**Görevler**.
**A.** Abydos metninin "İKİNCİ BİR ABYDOS" sözcüklerinin yer aldığı yerden başlayıp "olayları araziyle yüzleştirmektir." sözcüklerinden sonra biten bölümünü, "Kamytzes" adını "Kamitses" olarak değiştirip yeniden yazınız.
**B.** Abydos metnini kaldığı yerden devam ettiriniz.

**Metin**.
□ □ □ □ □

?>

İkinci bir Abydos

Ramazan Topraklı

2 yıl önce

İKİNCİ BİR ABYDOS

Özet

Makalenin amacı, bir tarihî coğrafya çalışmasıdır. Türklerin, 1113 baharı yağmaladıkları İznik Gölü dolayları, Prousa, Apollonias, Lopadion, Kyzikos, Poimanenon ile bu sırada zikredilen Barenos, İbidos, Angelokomites, Skamandros, Empelos, Abydos, Edremit ve Khliara ile İznik valisi Kamytzes’in Türkleri izlediği yol ve esir düştüğü Aorata ile İmparatorun geçtiği İznik, Malagina, Basilika, Olimpos, Alethina, Akrokos ve Akrokos ile Alaşehir arasındaki geniş ovayı tespit etmek. Yâni Anna’nın verdiği olayları araziyle yüzleştirmektir.

Açar Kelimeler: Tarihî Coğrafya, Yüzleştirme, Anna Komnena, Bilge Umar, Abydos, İznik, Aorata, Akrokos

Giriş

1097’de I. Haçlı seferi vukûbuldu, Bursa-İznik, Eskişehir, Bolvadin, Yalvaç ve hatta kısa bir süreliğine Konya bile elden çıktı. Haçlılar ele geçirdikleri yerleri Bizans’a verdiler.

Jan Dukas’ın ele geçirdiği yerlere kıyasla Eğirdir, Barla, Lampe (İznik), Efes ve Gelendost havalisinin önceden Türklerde olduğu anlaşılmaktadır. 1097’de Türkler, Yalvaç ve Çay’ın şarkına atıldılar.

□ □ □ □ □

**Sağlanan Malzeme**.
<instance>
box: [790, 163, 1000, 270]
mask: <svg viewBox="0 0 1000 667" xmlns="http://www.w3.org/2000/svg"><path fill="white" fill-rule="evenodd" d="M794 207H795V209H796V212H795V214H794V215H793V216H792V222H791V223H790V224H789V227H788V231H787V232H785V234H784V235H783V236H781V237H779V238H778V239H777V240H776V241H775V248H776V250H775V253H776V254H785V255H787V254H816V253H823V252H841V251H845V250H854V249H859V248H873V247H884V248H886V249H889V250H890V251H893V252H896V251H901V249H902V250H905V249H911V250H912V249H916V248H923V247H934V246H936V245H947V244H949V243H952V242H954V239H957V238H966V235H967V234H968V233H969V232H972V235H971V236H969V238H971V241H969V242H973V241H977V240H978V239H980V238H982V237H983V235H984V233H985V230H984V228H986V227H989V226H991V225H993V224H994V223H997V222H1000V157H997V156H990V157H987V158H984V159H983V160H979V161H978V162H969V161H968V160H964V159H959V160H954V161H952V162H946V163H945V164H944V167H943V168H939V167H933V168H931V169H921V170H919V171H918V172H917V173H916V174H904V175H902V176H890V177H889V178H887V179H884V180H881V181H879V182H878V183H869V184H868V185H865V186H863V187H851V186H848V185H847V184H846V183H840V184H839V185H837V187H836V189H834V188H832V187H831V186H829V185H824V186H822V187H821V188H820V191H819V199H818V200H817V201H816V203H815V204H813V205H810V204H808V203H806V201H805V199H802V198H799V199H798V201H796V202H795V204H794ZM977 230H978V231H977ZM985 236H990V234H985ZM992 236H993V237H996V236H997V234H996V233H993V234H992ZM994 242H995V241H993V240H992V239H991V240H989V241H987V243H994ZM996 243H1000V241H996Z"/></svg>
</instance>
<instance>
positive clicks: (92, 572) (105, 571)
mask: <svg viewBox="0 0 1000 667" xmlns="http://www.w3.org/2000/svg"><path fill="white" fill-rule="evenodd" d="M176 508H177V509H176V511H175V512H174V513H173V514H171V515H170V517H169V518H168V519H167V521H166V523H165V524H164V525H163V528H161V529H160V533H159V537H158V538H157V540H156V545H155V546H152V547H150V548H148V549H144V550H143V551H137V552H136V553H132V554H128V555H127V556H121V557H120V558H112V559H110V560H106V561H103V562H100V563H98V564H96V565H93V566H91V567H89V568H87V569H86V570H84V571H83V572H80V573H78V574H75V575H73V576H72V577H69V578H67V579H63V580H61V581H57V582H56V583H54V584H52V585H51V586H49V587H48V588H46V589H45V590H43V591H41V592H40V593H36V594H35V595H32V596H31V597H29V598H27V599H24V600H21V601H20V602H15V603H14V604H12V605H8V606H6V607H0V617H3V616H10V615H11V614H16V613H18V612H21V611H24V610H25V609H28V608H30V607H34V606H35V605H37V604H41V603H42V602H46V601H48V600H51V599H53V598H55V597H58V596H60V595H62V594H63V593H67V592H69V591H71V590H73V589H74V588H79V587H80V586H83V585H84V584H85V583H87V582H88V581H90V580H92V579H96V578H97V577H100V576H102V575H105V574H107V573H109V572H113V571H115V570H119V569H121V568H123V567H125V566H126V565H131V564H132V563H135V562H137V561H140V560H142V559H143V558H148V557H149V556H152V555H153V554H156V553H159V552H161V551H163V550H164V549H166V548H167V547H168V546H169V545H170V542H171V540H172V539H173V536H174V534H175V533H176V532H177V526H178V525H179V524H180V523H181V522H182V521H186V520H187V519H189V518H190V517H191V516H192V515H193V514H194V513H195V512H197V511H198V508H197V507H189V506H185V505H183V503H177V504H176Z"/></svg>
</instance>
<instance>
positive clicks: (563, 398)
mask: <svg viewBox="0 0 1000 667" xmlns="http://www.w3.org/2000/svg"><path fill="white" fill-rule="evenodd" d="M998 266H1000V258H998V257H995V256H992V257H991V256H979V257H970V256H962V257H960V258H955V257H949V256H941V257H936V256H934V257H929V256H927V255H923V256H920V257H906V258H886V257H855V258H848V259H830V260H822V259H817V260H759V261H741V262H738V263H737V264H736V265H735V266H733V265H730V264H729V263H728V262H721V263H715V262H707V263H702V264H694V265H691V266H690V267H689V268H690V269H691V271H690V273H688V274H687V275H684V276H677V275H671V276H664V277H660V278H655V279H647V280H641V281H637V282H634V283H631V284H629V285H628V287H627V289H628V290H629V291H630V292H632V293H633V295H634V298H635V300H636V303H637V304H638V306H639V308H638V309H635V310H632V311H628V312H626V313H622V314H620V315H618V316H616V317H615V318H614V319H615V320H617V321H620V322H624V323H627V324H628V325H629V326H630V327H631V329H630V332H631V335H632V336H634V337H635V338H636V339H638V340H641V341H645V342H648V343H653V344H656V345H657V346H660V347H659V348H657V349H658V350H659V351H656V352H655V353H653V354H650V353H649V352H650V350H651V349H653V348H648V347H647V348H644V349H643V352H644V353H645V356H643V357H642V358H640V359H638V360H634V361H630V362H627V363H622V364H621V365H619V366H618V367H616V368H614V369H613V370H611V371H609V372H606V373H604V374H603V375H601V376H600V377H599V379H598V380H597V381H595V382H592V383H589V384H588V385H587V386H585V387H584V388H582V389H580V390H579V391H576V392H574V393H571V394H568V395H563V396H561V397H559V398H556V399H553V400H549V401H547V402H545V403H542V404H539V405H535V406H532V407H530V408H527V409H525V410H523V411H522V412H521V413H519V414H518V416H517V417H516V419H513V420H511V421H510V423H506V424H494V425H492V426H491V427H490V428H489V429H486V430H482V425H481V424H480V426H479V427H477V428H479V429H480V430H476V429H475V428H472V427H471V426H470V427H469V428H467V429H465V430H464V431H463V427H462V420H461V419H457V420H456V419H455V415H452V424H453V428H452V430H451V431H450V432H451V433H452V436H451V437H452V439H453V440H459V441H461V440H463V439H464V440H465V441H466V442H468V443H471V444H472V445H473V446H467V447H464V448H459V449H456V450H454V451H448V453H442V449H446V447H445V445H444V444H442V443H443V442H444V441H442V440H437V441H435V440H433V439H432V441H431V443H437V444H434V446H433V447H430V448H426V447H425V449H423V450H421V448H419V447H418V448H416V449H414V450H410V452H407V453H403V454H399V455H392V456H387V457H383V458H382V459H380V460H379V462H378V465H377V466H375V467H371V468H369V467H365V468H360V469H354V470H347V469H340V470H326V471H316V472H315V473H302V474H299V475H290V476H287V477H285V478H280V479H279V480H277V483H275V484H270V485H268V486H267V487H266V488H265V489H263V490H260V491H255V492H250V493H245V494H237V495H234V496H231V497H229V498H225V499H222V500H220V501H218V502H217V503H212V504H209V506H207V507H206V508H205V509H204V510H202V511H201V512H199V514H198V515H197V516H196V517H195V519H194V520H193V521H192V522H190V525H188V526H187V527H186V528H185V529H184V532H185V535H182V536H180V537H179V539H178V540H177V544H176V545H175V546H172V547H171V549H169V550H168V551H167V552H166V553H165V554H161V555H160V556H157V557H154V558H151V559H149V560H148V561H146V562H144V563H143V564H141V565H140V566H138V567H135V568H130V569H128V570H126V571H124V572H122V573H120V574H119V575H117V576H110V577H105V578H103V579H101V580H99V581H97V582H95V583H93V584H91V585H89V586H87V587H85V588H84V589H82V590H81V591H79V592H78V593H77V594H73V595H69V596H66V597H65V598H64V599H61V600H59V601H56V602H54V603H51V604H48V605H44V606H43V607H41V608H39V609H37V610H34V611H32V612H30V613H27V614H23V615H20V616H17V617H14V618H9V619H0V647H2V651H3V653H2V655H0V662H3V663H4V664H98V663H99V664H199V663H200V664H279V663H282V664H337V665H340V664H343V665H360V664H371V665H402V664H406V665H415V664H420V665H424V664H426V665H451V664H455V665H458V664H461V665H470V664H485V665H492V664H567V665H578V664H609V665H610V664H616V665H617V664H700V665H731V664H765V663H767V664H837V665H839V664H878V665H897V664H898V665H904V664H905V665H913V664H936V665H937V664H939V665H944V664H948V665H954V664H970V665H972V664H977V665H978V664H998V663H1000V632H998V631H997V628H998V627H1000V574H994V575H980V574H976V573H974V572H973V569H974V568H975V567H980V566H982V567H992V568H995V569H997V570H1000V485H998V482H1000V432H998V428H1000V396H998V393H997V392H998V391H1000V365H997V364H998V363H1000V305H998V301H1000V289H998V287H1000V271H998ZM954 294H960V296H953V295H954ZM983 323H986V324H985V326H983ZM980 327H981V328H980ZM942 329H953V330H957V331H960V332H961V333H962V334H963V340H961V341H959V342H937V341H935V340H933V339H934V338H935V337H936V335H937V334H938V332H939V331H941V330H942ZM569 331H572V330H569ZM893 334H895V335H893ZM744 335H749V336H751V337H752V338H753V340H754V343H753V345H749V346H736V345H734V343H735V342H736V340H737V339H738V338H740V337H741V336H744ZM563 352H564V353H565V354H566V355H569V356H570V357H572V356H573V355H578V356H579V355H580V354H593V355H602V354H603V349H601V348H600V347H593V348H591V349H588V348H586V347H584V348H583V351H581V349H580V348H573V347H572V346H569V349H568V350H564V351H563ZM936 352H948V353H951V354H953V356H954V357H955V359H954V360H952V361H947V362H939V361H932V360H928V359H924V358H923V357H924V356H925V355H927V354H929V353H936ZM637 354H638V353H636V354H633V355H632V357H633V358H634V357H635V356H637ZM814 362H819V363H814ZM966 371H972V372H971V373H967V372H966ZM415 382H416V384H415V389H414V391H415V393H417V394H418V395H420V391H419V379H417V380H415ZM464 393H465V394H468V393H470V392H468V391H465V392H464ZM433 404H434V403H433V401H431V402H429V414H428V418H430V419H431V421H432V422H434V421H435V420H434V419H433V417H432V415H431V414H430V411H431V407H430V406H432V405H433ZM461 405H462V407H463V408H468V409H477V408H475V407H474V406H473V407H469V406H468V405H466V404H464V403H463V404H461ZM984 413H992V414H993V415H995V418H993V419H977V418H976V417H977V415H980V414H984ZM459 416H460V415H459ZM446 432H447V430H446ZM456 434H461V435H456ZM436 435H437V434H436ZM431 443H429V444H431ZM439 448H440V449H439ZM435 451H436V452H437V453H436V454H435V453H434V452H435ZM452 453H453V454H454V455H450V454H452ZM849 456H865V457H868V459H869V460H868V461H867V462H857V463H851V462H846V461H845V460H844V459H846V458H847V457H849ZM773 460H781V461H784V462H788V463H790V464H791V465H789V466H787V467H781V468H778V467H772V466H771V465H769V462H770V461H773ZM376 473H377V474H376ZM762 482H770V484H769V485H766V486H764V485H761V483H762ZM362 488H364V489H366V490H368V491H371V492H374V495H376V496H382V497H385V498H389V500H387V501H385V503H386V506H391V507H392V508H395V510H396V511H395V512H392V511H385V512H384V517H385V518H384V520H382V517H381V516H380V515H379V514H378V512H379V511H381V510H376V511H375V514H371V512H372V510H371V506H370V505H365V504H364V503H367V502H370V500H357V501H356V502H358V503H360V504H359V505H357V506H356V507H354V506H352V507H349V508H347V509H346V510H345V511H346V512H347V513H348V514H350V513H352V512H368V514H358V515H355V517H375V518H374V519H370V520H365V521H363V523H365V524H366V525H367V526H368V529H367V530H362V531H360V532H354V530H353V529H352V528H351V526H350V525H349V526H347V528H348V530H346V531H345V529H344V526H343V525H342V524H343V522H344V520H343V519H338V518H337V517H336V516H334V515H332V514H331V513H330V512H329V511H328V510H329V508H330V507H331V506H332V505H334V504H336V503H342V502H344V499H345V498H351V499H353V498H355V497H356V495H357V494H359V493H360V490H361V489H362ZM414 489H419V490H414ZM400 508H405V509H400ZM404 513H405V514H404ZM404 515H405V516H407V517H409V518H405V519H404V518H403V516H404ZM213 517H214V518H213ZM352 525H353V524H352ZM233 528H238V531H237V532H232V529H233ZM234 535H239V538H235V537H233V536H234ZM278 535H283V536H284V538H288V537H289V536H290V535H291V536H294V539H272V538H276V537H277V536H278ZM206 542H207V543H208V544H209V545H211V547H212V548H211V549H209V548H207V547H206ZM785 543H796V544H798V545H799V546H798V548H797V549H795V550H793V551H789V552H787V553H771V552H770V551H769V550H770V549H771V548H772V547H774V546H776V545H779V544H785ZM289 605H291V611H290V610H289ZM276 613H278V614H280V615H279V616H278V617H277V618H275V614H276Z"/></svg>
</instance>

□ □ □ □ □

**Görev Sonuçları**.
**A.**
İKİNCİ BİR ABYDOS

Özet

Makalenin amacı, bir tarihî coğrafya çalışmasıdır. Türklerin, 1113 baharı yağmaladıkları İznik Gölü dolayları, Prousa, Apollonias, Lopadion, Kyzikos, Poimanenon ile bu sırada zikredilen Barenos, İbidos, Angelokomites, Skamandros, Empelos, Abydos, Edremit ve Khliara ile İznik valisi Kamitses’in Türkleri izlediği yol ve esir düştüğü Aorata ile İmparatorun geçtiği İznik, Malagina, Basilika, Olimpos, Alethina, Akrokos ve Akrokos ile Alaşehir arasındaki geniş ovayı tespit etmek. Yâni Anna’nın verdiği olayları araziyle yüzleştirmektir.

**B.**
1105’de Türkmenler Lampe ovasına geldiler. 1107’de Sultan Kılıçaslan öldü. Bunu fırsat bilen İmparator, 1108’de antlaşmaları nakzederek Lampe’deki Türkmenleri çok vahşiyane katletti. Bu olay üzerine Kapadokya Emiri Hasan Gazi, 1109’da Bizans’a saldırdıysa da mağlup oldu.

1110’da Doğu’dan gelen Sultan Şahinşah ve emirleri, elden çıkan bu yerleri tekrar ele geçirmeğe çalışıyorlardı.

Bilge Umar, Anna’nın Sewter’e ait İngilizce çevirisini esas alır ve bazı yerlerin asıl adlarını değil, doğru kabul ettiği adları kullanır; böylece okuyucu ve araştırmacı yanlış yönlendirilir.

Filadelfiya için Alaşehir, İznik için Bursa-İznik, Akrokos için Eğrigöz, Khoma için Gümüşsu, Hellespont için Çanakkale Boğazı, Khersonnesos için Gelibolu der.

Çalışmada görüleceği gibi Filadelfiya- Yalvaç, İznik- Lampe, Akrokos- Eğirdir, Khoma (Suble)- Garip, Deniz- Eğirdir Gölü, Kıyı- Eski Eğirdir Gölü kıyısı, Hellespont- Kemer Boğazı, Khersonnesos- Boğaz’daki Ada Tepe, s. 339’da Lampe ovasına komutan (vali) atanan Kamitzes için, s.459’da İznik Dükası Kamytzes denilir.

Usûl olarak önce Anna’nın metnini Bilge Umar çevirisinden özetleyecek; sonra da yorumlayacağım. 

Anna Komnena, 1996: 458-462: İmparator Aleksios’un Türklere karşı seferi (yıl 1113).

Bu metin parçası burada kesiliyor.